▶ **Tarea A**
Convierte en una lista breve el párrafo del extracto que empieza con "A pesar de ser restituida", sin perder sus datos principales.
▶ **Tarea B**
Responde con lo que dice el extracto:
(i) ¿A quién nombró abadesa el P. Juan Bautista Fernández el 10 de mayo de 1623?
(ii) ¿Quién era el Comisario General de Indias que apoyó a la Madre Jerónima en 1624?
(iii) ¿Qué intentó declarar nulo el provisor de la diócesis?
▶ **Tarea C**
Extrae del extracto, sin cambiar nada, el pasaje entre "Firmeza monacal" y "Regla que ellos.", ambos incluidos.

▶ **Extracto de origen**

┄┄┄┄┄┄┄┄┄┄┄┄┄┄┄┄┄┄┄┄

El conflicto escaló a la coacción: el 10 de mayo de 1623, el Provincial P. Juan Bautista Fernández, contraviniendo la legislación que aseguraba la abadía a la fundadora por veinte años, la despojó del cargo y nombró abadesa a Sor Leonor de San Francisco. La Madre Jerónima aceptó el despojo con paz interior, pero opuso una “fuerte y santa” resistencia a la pretensión de mitigar la Regla, recurriendo al Rey y a los Comisarios Generales de Indias y Nueva España. El Comisario General de Indias, P. Juan Venido, la respaldó firmemente en 1624, desautorizando a los provinciales y animándola a “no cansarse de resistir con valor”.

Firmeza monacal

A pesar de ser restituida por el siguiente provincial, P. Miguel Soriano (1625), este continuó interfiriendo en los asuntos internos, lo que llevó a la Madre Jerónima a negarse a tolerar tales intromisiones. Su firmeza fue castigada por el Provincial con la lectura de una excomunión mayor latae sententiae, privando a las religiosas de la comunión, una coacción que solo cesó con la llegada del gobernador Juan Niño de Tabora. El comisario general de Nueva España también censuró la actitud de los provinciales de Manila, recordando que las religiosas tenían más experiencia de su Regla que ellos.

El segundo frente de oposición provino de las autoridades civiles y las clases sociales influyentes. El provisor de la diócesis intentó declarar nula la toma de hábito de las primeras jóvenes, siendo ignorado por la Madre y respondiendo con la fijación de una cédula de excomunión. Los sectores económicamente poderosos y posibles candidatos matrimoniales se opusieron a la admisión de jóvenes ricas y hermosas, alegando que esto atentaba contra la seguridad, el desarrollo demográfico y la prosperidad económica de la colonia. Jerónima, negándose a “poner cortapisas a Dios”, recurrió al Rey, solicitando apoyo y lamentando que “infinitas niñas… huérfanas” no pudieran entrar, aunque sus padres y abuelos hubieran conquistado la tierra a costa de sus vidas.

┄┄┄┄┄┄┄┄┄┄┄┄┄┄┄┄┄┄┄┄

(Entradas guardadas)
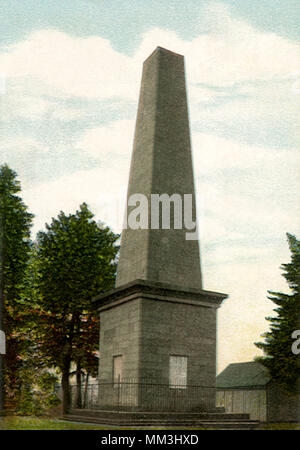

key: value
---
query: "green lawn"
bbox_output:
[0,416,122,430]
[0,416,300,430]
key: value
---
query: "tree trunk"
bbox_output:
[61,313,78,414]
[83,372,90,408]
[61,358,71,414]
[0,205,5,414]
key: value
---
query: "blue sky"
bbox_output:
[0,0,300,370]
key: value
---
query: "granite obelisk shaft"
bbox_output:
[116,47,202,289]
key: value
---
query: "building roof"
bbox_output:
[217,361,270,389]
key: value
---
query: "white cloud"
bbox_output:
[76,120,134,162]
[0,3,300,105]
[1,136,49,154]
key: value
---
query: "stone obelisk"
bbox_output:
[95,47,226,411]
[116,47,202,289]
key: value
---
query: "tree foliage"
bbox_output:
[36,203,119,411]
[0,164,33,408]
[255,234,300,392]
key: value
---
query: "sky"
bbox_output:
[0,0,300,371]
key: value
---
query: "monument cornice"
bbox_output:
[92,279,228,312]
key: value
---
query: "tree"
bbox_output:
[0,164,33,410]
[255,233,300,392]
[37,203,119,413]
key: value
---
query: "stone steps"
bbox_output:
[62,410,259,430]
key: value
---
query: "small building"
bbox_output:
[217,361,300,423]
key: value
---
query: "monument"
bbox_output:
[94,47,227,411]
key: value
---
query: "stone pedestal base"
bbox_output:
[95,280,226,411]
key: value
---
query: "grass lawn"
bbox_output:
[0,416,122,430]
[0,416,300,430]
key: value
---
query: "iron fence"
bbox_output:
[65,380,215,411]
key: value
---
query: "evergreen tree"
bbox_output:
[0,164,33,410]
[255,233,300,392]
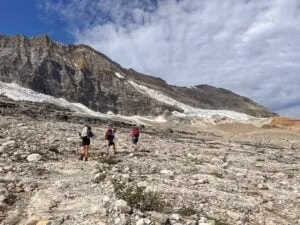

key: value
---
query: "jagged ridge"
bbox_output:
[0,35,274,117]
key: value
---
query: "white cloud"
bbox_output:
[40,0,300,118]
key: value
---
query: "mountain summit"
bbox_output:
[0,35,274,117]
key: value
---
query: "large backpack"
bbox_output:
[132,127,140,137]
[105,128,113,140]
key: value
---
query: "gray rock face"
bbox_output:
[0,36,273,116]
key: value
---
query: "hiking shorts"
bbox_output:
[108,139,115,146]
[82,137,91,145]
[132,137,139,145]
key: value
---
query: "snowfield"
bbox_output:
[128,80,253,121]
[0,82,166,124]
[0,79,253,124]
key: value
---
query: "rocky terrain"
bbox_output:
[0,109,300,225]
[0,35,274,117]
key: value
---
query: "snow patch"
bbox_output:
[0,82,165,125]
[128,80,253,120]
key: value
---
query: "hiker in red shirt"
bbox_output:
[105,126,117,155]
[79,125,94,161]
[130,125,140,150]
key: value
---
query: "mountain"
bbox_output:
[0,35,274,117]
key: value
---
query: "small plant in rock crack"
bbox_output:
[112,180,166,212]
[178,205,198,216]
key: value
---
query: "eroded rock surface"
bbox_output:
[0,116,300,225]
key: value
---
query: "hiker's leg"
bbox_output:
[79,145,84,160]
[83,145,88,158]
[106,144,110,155]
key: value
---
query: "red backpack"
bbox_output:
[105,128,112,140]
[132,127,140,137]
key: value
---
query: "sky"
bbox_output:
[0,0,300,118]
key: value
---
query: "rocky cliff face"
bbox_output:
[0,35,273,117]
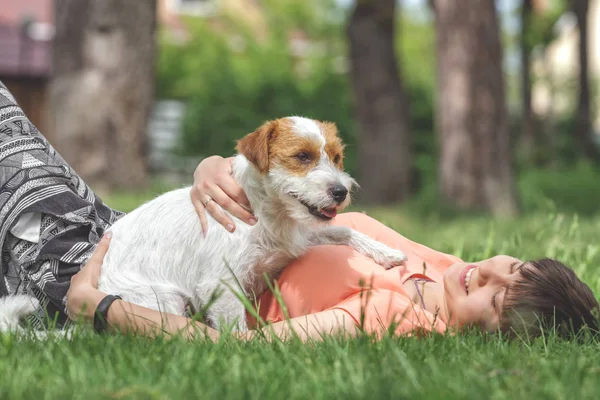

┄┄┄┄┄┄┄┄┄┄┄┄┄┄┄┄┄┄┄┄

▶ **Respuesta A**
- En 1625, el siguiente provincial, P. Miguel Soriano, restituyó a la Madre Jerónima, pero siguió interfiriendo en los asuntos internos.
- Ella se negó a tolerar esas intromisiones.
- El Provincial castigó su firmeza con la lectura de una excomunión mayor latae sententiae, que dejó a las religiosas sin comunión.
- Esa coacción solo terminó con la llegada del gobernador Juan Niño de Tabora.
- El comisario general de Nueva España también censuró la actitud de los provinciales de Manila y recordó que las religiosas tenían más experiencia de su Regla que ellos.

▶ **Respuesta B**
(i) A Sor Leonor de San Francisco.
(ii) El P. Juan Venido.
(iii) La toma de hábito de las primeras jóvenes.

▶ **Respuesta C**
Firmeza monacal

A pesar de ser restituida por el siguiente provincial, P. Miguel Soriano (1625), este continuó interfiriendo en los asuntos internos, lo que llevó a la Madre Jerónima a negarse a tolerar tales intromisiones. Su firmeza fue castigada por el Provincial con la lectura de una excomunión mayor latae sententiae, privando a las religiosas de la comunión, una coacción que solo cesó con la llegada del gobernador Juan Niño de Tabora. El comisario general de Nueva España también censuró la actitud de los provinciales de Manila, recordando que las religiosas tenían más experiencia de su Regla que ellos.